_EXERCISE TASK_. Carry on the notes below about the downloader's metadata fields and header parsing, starting right after their last line.

_PAGE_.

Available metadata fields:

  1. Default Fields (Always Extracted):

    • cik
    • company_name
    • form_type
    • date_filed
    • accession_number
    • master_file
    • sec_document
    • filename
    • sequence
    • description
    • title
    • filing_form_type
    • conformed_submission_type
    • standard_industrial_classification
    • classification_number
  2. Optional Header Fields:

    header:
      enabled: false
      fields:
        - acceptance_datetime
        - public_document_count
        - conformed_period_of_report
        - filed_as_of_date
        - date_as_of_change
        - sec_act
        - sec_file_number
        - film_number
  3. Optional Company Data:

    company:
      enabled: false
      fields:
        - irs_number
        - state_of_incorporation
        - fiscal_year_end
        - business_address
        - mail_address

Header Parsing Configuration

The downloader supports custom header parsing patterns:

header_parsing:
  use_config: false  # Use default parsing if false
  default:
    patterns:
      accession_number: "ACCESSION NUMBER:\\s*(\\S+)"

_RECORDS SHOWN_.
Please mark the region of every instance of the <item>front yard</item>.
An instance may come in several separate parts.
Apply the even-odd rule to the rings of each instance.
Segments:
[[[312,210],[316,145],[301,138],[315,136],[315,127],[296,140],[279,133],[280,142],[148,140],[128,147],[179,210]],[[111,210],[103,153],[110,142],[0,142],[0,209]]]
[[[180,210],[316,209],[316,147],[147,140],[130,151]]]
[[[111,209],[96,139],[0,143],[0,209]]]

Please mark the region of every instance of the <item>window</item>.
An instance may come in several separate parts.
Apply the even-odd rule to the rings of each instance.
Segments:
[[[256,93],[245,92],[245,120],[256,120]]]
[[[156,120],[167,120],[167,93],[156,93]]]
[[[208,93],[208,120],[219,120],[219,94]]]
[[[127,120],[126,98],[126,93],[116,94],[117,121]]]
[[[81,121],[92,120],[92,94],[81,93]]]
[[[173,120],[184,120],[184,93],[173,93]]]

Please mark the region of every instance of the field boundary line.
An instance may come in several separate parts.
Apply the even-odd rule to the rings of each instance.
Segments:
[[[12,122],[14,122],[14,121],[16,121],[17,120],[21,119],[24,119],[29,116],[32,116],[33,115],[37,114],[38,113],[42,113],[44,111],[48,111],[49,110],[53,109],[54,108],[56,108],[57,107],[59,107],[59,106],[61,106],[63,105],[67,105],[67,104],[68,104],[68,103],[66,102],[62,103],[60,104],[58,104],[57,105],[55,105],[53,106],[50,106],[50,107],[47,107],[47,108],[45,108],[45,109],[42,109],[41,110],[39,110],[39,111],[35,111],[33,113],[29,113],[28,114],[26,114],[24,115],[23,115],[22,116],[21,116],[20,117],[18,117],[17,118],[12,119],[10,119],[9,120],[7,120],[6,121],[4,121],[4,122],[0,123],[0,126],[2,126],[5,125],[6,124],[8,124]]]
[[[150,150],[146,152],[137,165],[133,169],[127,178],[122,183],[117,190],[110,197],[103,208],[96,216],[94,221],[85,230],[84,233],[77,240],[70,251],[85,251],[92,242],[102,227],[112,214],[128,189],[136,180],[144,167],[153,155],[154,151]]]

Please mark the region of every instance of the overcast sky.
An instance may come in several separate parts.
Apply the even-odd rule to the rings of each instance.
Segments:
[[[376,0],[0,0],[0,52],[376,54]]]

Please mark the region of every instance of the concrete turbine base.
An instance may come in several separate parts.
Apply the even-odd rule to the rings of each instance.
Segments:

_ANSWER BELOW_.
      company_name: "COMPANY CONFORMED NAME:\\s*(.+?)\\n"
      cik: "CENTRAL INDEX KEY:\\s*(\\d+)"

  custom:
    sections:
      - name: "IDENTIFICATION"
        start: "<SEC-HEADER>"
        end: "FILING VALUES"
        fields:
          - name: "accession_number"
            pattern: "ACCESSION NUMBER:\\s*(\\S+)"
          - name: "company_name"
            pattern: "COMPANY CONFORMED NAME:\\s*(.+?)\\n"

SEC.gov Access Configuration

Required headers for SEC.gov access:

navigation_headers:
  use_random: false  # Use static headers (recommended)
  settings:
    static_headers:
      User-Agent: 'Mozilla/5.0 ... SEC-Downloader [email protected]'
      Accept-Encoding: 'gzip, deflate'
      Host: 'www.sec.gov'

Performance Optimization

  1. Worker Configuration:

    • Adjust max_workers based on available CPU cores
    • Set worker_timeout based on network conditions
    • Tune batch_size for memory optimization
  2. Network Settings:

    • Configure proxy timeouts (default: 300 seconds)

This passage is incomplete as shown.